Instruções da tarefa = Reúna todas as linhas abaixo que contêm a palavra "Mark" e copie cada uma delas sem alterações.

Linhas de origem
────────────────────

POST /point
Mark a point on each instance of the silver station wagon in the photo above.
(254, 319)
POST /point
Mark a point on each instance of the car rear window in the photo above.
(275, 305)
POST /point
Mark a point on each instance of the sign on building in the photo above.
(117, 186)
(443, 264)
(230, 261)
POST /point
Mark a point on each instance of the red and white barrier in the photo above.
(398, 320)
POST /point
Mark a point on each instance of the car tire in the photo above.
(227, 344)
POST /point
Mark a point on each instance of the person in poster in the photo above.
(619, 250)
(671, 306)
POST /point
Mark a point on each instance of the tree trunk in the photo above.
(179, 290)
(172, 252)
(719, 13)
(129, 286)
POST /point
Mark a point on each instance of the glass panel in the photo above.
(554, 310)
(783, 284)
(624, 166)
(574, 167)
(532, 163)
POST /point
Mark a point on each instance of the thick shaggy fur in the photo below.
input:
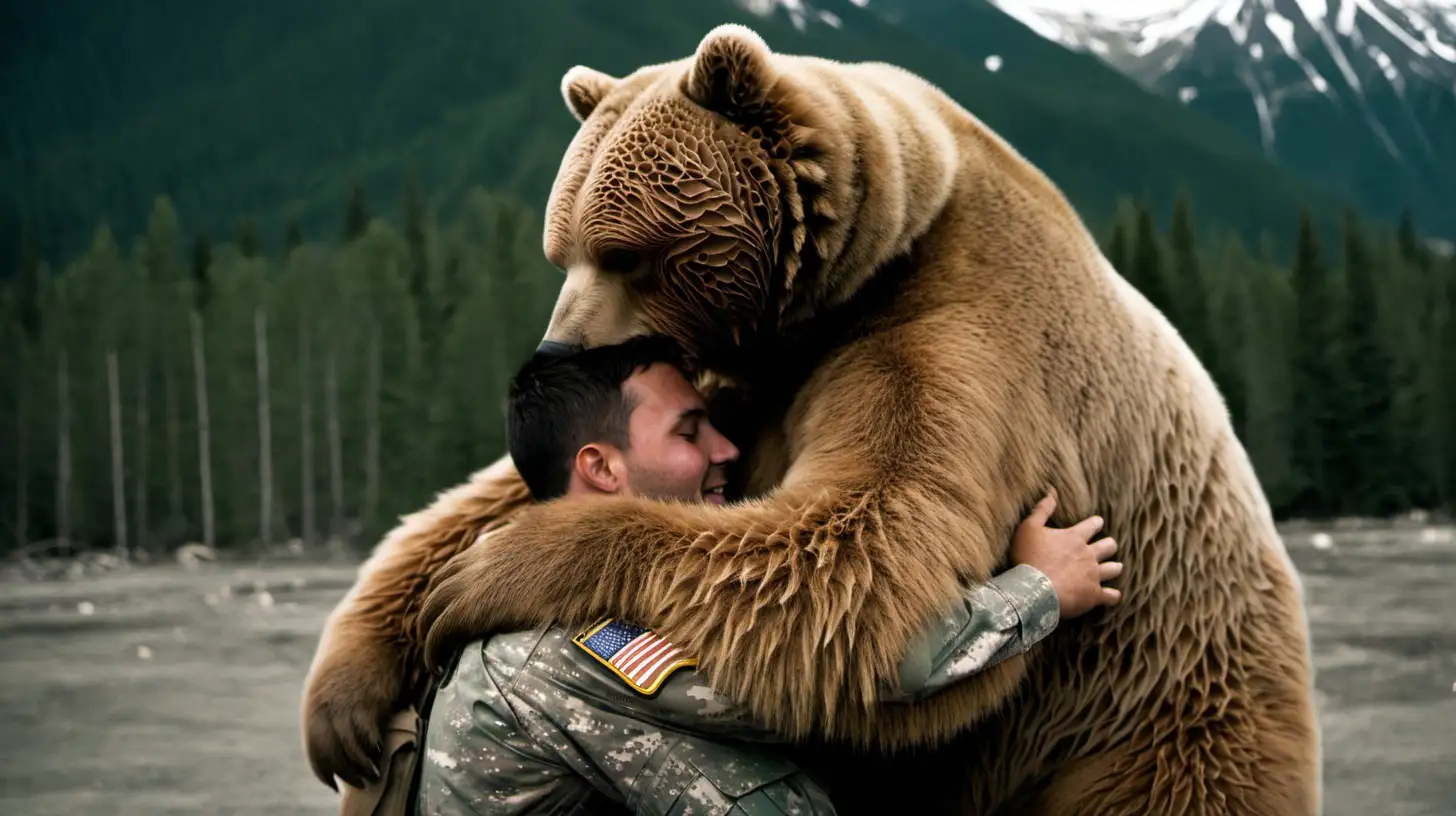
(923, 337)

────────────────────

Resultado do exercício =
Mark a point on each instance of the silver station wagon in the photo above.
Mark a point on each instance of the car rear window in the photo above.
Mark a point on each instance of the sign on building in the photo above.
Mark a point on each instance of the red and white barrier in the photo above.
Mark a point on each instance of the car tire in the photo above.
Mark a point on each instance of the person in poster in the photo above.
Mark a point on each instance of the tree trunk in the photo above.
Mark a point on each instance of the glass panel in the photo above.
Mark a point on each instance of the thick shaggy fur in the photo below.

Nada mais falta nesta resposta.